◆ Excerpt ◆
Nicholas Appert (1749 - 1841) was the inventor of the technique of bottling that kick-started modern food conservation. From Appert's work, bottling and then canning became important techniques within food manufacture - what is even more impressive is that this was done before there was any scientific understanding of microbiology that had to wait for Louis Pasteur.
Appert first came to public attention when Grimod de la Reynière wrote about him in his third Almanach des Gourmands (1806). In this, Grimod praised how Appert had found a technique of bottling fruit and vegetables, enabling them to be kept for a long time. Grimod especially extolled the peas: "the petits pois above all else were as green, as tender and as delicious as those eaten in season."
Appert was a manufacturer of confitures, so it was important for him that fruits could be preserved. However, Appert discovered that his techniques could be extended to other foods than just fruits, because he worked out that any food in an hermetically sealed bottle that was sterilized by boiling would keep for months, or even years. Moreover, the food was taste almost identical to freshly cooked food products, as taste that did not survive traditional techniques like salting, drying or smoking.
With Appert's publication in 1810 of Art de conserver, he opened up the concept of preserving foods to the domestic sphere and won a prize of 12,000 francs from the French government, because it helped the problem of how to feed an army and navy.
Appert used bottles and jars in his first factory that opened in 1812. In 1822, he switched from bottles to using tin plated cans, so starting the canning method.
- Davidson, A. (1999) The Oxford Companion to Food, Oxford University Press. ISBN 0192115790.

◆ Your assignment ◆
In the text on Nicholas Appert, can you turn the paragraph beginning "Appert first came to public attention" into a short list that keeps its main facts?

◆ Recorded data ◆
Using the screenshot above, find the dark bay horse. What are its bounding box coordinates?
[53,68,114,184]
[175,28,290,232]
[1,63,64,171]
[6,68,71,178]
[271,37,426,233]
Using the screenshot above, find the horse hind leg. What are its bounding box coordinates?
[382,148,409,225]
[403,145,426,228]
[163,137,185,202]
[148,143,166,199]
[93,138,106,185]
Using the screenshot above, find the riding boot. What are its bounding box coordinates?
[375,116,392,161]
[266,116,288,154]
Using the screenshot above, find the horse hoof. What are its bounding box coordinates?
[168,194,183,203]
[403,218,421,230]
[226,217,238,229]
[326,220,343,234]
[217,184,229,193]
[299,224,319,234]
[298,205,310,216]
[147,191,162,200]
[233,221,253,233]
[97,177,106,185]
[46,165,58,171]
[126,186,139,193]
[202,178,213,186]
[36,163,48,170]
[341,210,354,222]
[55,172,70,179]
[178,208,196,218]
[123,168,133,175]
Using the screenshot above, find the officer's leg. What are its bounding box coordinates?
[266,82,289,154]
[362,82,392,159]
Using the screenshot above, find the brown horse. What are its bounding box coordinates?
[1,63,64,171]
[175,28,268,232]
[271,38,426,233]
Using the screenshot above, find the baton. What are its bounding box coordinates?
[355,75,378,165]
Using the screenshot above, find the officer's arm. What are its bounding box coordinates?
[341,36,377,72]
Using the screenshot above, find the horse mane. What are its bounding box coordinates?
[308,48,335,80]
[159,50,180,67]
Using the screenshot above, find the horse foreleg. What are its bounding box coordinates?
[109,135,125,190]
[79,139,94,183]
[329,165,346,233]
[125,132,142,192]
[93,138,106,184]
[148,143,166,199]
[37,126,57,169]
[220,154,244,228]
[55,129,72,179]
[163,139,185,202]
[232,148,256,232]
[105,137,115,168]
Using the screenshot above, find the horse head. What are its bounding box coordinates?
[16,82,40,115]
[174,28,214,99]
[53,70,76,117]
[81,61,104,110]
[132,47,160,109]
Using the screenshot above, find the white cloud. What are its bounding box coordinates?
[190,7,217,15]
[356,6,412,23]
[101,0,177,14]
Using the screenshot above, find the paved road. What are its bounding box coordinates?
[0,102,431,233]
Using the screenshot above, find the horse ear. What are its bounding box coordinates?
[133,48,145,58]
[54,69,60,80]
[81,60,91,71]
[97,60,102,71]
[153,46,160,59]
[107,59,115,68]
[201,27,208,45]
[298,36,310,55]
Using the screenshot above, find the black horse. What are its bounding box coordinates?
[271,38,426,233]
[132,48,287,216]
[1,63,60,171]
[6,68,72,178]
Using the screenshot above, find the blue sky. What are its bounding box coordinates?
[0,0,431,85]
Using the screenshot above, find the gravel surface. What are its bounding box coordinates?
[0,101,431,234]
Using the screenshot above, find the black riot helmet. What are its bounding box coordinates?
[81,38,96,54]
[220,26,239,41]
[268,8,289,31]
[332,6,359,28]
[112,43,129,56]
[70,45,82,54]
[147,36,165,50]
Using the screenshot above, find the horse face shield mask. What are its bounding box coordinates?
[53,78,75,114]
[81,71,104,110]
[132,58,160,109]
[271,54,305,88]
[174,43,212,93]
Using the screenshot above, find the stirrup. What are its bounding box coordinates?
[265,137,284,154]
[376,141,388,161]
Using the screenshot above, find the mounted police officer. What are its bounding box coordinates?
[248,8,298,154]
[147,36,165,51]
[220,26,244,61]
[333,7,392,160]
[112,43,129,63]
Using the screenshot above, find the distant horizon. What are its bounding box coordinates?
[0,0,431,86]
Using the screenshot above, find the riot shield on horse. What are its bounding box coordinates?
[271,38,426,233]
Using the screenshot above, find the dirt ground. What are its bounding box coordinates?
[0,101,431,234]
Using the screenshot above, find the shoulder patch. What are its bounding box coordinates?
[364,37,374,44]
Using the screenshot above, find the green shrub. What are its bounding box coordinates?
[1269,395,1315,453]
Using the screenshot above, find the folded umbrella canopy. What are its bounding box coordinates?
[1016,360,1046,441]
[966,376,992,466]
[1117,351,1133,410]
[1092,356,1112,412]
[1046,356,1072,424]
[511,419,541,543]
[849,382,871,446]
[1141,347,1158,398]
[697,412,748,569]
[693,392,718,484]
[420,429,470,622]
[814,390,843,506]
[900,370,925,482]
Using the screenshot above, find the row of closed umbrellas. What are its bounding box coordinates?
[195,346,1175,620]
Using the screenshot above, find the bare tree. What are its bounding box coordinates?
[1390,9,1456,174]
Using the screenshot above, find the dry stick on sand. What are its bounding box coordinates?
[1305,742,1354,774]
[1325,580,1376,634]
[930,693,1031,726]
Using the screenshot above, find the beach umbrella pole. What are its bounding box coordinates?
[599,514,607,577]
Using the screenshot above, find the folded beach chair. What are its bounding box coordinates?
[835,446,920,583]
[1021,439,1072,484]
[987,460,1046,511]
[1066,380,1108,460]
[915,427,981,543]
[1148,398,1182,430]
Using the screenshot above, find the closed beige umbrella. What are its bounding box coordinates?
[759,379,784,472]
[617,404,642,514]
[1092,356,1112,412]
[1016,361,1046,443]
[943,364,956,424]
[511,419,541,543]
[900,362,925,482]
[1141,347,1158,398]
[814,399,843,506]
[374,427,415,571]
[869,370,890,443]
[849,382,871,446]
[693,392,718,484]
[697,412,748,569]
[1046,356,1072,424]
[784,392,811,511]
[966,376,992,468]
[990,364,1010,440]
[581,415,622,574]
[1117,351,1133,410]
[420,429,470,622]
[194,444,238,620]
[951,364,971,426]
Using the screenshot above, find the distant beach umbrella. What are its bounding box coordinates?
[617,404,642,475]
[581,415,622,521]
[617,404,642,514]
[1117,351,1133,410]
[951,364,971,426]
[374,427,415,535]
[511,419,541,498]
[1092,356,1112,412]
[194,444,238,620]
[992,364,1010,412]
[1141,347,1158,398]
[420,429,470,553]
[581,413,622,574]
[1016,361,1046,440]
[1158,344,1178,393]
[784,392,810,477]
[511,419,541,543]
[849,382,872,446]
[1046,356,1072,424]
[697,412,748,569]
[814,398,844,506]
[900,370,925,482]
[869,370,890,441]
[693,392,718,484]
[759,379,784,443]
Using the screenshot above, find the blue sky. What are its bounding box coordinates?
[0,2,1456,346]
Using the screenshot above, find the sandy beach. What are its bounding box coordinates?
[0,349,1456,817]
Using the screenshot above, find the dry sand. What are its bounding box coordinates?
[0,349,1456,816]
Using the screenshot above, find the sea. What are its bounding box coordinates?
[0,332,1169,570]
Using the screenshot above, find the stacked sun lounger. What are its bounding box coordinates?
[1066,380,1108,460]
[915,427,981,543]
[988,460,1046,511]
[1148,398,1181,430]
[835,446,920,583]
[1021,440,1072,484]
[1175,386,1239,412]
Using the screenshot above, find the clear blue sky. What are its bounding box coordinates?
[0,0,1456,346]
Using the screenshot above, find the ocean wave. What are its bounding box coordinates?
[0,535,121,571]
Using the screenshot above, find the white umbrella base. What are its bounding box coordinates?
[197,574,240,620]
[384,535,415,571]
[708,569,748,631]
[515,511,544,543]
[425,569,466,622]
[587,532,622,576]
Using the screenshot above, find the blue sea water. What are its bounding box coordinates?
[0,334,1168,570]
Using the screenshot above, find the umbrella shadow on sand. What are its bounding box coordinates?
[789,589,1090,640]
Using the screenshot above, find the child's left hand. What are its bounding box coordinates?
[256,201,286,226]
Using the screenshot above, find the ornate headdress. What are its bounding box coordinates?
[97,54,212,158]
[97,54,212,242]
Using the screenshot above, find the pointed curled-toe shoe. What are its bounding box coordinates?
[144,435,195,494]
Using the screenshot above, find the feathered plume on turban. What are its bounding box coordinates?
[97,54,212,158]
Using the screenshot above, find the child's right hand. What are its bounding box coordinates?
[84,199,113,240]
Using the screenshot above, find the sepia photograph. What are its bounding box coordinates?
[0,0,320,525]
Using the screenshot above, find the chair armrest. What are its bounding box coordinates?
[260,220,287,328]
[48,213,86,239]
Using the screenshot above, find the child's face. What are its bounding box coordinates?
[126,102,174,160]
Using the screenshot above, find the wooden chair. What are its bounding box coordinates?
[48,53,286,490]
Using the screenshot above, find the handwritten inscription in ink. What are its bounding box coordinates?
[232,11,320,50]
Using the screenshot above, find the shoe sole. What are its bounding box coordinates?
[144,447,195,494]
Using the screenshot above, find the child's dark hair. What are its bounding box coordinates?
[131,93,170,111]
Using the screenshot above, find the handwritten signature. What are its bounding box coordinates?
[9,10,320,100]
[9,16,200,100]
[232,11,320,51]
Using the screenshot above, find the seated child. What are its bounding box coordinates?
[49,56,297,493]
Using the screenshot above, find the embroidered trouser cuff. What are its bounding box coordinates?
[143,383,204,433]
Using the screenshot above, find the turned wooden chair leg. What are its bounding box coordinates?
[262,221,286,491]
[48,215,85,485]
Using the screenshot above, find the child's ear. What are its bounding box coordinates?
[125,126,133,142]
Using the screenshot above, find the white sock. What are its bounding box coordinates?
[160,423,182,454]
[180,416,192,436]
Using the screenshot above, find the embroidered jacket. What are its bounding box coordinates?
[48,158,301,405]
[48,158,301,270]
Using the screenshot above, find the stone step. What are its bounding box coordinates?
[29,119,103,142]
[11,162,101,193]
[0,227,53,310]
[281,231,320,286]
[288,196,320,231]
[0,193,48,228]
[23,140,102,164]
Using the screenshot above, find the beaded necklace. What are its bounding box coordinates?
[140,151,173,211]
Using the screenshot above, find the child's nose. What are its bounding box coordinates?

◆ Answer space ◆
- Appert first drew public notice when Grimod de la Reynière wrote about him in his third Almanach des Gourmands (1806).
- Grimod praised Appert's technique of bottling fruit and vegetables so they could be kept for a long time.
- He especially praised the peas, saying the petits pois were as green, tender and delicious as those eaten in season.